Please list every line of the items below that contains the string "bush", copying each such line in full.

[Items from a dataset]
_ _ _ _ _ _ _

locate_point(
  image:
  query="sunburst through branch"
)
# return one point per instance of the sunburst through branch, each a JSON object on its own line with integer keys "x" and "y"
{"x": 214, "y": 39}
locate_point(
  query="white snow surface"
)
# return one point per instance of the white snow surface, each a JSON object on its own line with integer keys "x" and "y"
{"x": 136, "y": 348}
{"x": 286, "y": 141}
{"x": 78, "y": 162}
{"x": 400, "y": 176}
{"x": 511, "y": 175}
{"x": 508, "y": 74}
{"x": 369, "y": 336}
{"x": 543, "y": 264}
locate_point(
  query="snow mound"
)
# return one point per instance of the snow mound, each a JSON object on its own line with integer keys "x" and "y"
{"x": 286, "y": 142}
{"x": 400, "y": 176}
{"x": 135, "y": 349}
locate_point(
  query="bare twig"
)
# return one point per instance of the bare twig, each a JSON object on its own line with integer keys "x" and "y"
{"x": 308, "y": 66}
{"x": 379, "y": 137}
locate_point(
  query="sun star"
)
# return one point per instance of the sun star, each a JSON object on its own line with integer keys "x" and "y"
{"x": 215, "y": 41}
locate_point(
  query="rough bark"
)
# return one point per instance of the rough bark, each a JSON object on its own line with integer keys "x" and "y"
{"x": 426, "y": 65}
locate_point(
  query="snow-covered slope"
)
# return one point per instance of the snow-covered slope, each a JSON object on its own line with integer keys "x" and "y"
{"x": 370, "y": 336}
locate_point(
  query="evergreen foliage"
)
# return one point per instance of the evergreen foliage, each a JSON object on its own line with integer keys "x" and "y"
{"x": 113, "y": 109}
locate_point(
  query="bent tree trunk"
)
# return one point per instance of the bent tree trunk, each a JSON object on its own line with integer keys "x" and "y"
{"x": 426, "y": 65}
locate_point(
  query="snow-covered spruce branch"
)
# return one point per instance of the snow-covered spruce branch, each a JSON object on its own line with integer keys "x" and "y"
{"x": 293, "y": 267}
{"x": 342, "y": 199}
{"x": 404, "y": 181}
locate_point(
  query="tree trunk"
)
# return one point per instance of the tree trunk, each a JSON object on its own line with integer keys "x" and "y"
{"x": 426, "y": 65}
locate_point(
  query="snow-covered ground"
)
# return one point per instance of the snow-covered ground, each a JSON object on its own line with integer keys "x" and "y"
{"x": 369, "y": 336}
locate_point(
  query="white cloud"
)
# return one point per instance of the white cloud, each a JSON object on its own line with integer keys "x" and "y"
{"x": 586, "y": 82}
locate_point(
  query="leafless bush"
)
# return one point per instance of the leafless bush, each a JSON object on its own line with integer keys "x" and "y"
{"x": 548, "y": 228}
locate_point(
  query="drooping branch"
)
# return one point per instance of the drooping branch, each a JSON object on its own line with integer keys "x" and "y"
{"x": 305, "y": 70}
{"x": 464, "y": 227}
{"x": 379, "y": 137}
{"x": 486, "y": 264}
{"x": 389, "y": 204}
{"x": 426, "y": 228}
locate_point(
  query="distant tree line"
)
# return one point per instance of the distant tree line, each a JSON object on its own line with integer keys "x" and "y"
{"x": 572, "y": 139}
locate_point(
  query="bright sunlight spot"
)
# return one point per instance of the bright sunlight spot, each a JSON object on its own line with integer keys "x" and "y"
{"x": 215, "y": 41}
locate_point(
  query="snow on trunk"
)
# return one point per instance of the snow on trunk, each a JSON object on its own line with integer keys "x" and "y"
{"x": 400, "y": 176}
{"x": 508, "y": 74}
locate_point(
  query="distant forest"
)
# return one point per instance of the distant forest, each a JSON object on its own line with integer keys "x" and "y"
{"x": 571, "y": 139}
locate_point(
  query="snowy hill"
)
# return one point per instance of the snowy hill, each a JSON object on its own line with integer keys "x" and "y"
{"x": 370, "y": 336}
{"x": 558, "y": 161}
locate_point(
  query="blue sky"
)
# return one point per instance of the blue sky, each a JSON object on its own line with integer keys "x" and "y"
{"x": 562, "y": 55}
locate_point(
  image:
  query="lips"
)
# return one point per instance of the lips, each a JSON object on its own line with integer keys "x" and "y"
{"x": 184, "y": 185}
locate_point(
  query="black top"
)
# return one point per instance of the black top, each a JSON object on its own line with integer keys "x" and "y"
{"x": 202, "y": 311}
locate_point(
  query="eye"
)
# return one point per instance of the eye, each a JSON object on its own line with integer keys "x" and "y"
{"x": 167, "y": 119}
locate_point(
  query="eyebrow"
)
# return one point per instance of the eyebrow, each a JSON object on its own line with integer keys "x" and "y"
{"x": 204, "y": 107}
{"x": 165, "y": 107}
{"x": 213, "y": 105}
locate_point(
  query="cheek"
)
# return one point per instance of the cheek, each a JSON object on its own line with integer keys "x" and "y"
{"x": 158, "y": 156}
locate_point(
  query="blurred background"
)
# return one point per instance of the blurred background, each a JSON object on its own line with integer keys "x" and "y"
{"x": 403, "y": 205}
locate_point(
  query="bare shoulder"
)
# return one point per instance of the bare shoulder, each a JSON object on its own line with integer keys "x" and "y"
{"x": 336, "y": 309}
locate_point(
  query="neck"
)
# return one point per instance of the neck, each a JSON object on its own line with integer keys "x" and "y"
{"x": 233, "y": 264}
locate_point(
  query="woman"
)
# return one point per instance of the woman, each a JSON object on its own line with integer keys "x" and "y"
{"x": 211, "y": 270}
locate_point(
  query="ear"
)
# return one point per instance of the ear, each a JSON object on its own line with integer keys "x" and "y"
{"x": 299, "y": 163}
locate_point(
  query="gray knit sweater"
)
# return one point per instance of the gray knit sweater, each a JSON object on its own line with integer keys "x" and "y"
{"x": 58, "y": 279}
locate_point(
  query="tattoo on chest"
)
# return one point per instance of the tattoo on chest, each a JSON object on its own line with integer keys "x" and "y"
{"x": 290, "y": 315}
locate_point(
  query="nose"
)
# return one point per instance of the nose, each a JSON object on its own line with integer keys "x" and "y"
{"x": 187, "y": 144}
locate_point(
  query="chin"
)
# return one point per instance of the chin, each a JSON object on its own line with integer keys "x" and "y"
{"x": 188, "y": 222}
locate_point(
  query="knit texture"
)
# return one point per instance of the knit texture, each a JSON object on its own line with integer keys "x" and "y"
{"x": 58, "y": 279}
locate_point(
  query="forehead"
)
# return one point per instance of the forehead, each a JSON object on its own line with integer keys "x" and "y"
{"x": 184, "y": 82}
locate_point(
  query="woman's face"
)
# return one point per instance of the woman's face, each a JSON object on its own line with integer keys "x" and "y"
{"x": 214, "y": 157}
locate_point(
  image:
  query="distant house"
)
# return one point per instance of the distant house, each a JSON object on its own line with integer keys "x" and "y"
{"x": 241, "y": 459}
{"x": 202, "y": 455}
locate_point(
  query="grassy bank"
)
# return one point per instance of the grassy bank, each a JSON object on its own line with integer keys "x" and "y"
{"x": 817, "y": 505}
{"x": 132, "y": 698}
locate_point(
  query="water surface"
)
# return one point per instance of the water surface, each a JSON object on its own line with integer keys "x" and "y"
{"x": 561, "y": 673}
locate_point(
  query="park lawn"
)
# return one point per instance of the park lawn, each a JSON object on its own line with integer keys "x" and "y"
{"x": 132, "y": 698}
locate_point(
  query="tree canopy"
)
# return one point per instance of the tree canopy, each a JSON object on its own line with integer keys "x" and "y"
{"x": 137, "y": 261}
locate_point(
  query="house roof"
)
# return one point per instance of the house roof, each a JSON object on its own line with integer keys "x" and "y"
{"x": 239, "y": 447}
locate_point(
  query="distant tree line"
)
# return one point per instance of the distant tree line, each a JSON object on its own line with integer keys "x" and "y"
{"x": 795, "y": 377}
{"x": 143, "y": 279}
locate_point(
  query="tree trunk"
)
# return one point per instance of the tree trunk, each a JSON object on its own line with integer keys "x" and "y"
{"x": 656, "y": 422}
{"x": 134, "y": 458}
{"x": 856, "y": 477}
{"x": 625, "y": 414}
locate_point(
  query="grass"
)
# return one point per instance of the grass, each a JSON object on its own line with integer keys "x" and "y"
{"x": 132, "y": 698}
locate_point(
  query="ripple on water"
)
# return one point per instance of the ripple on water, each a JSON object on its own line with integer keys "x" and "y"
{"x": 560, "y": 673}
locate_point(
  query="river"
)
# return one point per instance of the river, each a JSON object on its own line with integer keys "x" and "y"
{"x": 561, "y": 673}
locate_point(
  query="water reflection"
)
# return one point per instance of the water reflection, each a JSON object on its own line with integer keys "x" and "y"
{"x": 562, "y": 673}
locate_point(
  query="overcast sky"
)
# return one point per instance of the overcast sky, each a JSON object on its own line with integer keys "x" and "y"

_ _ _ _ _ _ _

Exercise answer ->
  query="leafless bush"
# return one point per instance of the leafless bush, each a JSON object on its own line with integer keys "x" and "y"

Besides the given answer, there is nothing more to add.